*** DATA EXCERPTS Section Begins ***

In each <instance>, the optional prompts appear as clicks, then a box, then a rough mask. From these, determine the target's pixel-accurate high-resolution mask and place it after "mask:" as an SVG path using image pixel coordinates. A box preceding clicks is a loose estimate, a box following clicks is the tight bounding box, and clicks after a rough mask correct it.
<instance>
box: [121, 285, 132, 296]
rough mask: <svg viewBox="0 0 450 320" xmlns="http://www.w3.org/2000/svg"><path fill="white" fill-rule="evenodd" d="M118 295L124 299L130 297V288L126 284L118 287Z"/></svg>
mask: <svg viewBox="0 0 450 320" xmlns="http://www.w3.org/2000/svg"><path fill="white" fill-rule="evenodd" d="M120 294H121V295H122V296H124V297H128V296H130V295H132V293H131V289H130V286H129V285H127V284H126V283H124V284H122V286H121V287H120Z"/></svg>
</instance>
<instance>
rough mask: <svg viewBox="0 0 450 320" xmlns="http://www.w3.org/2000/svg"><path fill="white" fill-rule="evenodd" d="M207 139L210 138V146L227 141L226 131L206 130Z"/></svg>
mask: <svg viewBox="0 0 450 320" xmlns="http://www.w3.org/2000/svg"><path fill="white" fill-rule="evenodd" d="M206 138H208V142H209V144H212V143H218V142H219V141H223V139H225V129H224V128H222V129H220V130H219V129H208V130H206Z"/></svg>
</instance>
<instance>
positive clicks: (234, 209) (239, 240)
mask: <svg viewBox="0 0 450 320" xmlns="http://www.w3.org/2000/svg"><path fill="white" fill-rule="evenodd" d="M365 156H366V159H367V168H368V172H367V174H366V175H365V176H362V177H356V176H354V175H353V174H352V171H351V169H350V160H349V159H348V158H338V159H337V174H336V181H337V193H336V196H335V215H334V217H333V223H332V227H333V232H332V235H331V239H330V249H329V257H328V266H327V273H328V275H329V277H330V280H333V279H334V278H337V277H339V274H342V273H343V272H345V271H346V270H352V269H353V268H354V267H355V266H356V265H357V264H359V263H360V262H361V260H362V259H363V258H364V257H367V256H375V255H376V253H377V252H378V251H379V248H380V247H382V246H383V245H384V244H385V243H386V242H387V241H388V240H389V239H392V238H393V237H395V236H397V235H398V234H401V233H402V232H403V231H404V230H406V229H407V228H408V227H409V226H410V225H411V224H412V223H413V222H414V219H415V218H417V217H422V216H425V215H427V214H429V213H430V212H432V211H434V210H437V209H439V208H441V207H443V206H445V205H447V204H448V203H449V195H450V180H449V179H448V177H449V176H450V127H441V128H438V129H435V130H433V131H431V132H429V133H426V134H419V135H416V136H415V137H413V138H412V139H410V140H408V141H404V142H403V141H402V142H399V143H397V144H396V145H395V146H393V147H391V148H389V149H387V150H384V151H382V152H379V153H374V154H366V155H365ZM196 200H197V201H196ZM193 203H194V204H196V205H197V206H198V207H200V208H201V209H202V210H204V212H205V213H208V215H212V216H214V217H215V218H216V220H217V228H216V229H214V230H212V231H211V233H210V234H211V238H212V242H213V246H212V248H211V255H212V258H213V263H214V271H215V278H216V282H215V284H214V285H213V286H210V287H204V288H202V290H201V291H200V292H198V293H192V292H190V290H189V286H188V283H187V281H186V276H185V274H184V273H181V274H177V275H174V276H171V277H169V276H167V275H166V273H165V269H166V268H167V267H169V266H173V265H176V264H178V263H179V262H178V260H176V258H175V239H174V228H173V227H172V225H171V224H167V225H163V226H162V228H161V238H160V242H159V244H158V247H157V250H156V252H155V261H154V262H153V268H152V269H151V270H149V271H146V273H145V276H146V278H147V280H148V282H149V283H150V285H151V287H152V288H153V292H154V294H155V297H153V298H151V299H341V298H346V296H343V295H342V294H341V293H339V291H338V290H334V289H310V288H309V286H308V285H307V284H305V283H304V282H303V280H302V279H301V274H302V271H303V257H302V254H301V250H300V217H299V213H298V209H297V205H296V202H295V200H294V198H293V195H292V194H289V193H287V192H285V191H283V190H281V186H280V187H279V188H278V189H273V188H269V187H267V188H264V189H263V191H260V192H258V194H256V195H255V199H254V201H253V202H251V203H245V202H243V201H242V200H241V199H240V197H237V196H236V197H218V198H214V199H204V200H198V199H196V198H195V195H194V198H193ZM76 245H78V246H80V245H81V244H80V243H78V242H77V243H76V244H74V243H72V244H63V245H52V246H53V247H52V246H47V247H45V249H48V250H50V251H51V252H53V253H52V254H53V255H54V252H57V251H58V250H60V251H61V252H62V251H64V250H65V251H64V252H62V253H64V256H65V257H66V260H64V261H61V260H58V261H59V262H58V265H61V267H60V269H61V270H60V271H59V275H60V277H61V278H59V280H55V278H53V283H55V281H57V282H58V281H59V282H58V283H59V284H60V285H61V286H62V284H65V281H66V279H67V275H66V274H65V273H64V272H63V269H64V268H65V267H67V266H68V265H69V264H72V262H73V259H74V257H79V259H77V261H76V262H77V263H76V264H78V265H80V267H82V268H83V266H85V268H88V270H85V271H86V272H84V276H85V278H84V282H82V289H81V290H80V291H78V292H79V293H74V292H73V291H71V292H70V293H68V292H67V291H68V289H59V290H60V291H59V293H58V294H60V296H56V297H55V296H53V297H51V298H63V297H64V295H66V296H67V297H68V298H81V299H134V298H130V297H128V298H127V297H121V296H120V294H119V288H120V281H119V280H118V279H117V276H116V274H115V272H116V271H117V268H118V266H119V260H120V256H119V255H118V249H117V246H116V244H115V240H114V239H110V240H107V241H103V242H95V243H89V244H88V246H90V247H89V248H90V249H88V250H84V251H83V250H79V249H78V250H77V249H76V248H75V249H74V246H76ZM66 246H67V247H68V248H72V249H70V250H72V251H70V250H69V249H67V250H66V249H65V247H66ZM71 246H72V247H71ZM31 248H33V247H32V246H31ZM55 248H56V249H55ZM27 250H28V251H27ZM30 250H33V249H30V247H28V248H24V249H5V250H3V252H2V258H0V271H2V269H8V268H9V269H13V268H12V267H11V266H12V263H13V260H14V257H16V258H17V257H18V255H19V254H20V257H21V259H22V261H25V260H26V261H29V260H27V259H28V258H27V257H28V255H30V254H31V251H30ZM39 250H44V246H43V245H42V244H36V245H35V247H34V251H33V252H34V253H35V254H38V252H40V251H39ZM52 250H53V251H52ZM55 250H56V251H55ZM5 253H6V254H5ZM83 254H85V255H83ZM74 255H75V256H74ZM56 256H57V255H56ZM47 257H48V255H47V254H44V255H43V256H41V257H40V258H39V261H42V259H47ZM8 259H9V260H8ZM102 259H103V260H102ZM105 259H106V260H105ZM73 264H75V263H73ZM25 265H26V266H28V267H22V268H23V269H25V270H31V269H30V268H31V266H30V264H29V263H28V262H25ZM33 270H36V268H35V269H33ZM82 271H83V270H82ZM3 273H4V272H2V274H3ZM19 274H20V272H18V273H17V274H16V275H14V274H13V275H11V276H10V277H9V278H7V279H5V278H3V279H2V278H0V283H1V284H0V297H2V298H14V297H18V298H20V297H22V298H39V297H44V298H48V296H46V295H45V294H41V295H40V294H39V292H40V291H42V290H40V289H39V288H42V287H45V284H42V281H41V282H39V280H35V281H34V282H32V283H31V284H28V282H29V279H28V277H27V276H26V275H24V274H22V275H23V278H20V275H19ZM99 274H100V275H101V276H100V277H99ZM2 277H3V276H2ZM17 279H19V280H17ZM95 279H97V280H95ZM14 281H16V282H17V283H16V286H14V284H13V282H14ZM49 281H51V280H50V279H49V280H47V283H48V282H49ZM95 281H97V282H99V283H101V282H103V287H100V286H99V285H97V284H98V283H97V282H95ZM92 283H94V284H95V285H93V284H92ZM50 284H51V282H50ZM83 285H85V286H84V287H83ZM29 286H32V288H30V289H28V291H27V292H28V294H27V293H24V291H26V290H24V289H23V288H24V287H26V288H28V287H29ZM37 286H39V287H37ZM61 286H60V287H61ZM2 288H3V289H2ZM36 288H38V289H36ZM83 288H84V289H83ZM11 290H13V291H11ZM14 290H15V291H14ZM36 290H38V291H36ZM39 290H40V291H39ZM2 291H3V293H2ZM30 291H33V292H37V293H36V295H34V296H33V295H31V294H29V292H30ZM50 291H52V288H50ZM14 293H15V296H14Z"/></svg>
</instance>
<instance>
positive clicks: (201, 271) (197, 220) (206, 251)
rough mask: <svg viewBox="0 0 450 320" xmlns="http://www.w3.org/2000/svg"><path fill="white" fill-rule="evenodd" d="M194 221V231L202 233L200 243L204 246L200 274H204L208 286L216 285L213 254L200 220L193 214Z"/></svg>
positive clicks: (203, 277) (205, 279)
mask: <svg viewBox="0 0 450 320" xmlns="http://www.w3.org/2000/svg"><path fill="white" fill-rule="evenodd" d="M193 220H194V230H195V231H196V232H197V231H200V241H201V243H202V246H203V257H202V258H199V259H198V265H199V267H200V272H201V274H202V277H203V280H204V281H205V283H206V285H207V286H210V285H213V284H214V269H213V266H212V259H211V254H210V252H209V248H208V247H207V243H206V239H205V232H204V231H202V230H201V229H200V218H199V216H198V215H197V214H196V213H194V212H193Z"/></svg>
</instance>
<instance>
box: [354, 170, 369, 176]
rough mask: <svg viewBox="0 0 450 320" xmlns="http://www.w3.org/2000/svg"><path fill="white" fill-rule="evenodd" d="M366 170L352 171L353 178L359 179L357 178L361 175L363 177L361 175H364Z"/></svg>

*** DATA EXCERPTS Section Ends ***

# WHAT TO PRODUCE:
Pull out every line of the records above that contains the string "rough", and copy each such line verbatim in its original order.

# TASK ANSWER:
In each <instance>, the optional prompts appear as clicks, then a box, then a rough mask. From these, determine the target's pixel-accurate high-resolution mask and place it after "mask:" as an SVG path using image pixel coordinates. A box preceding clicks is a loose estimate, a box following clicks is the tight bounding box, and clicks after a rough mask correct it.
rough mask: <svg viewBox="0 0 450 320" xmlns="http://www.w3.org/2000/svg"><path fill="white" fill-rule="evenodd" d="M118 295L124 299L130 297V288L126 284L118 287Z"/></svg>
rough mask: <svg viewBox="0 0 450 320" xmlns="http://www.w3.org/2000/svg"><path fill="white" fill-rule="evenodd" d="M207 139L210 138V146L227 141L226 131L206 130Z"/></svg>
rough mask: <svg viewBox="0 0 450 320" xmlns="http://www.w3.org/2000/svg"><path fill="white" fill-rule="evenodd" d="M194 221V231L202 233L200 243L204 246L200 274H204L208 286L216 285L213 254L200 220L193 214Z"/></svg>
rough mask: <svg viewBox="0 0 450 320" xmlns="http://www.w3.org/2000/svg"><path fill="white" fill-rule="evenodd" d="M366 170L352 171L353 178L359 179L357 178L361 175L363 177L361 175H364Z"/></svg>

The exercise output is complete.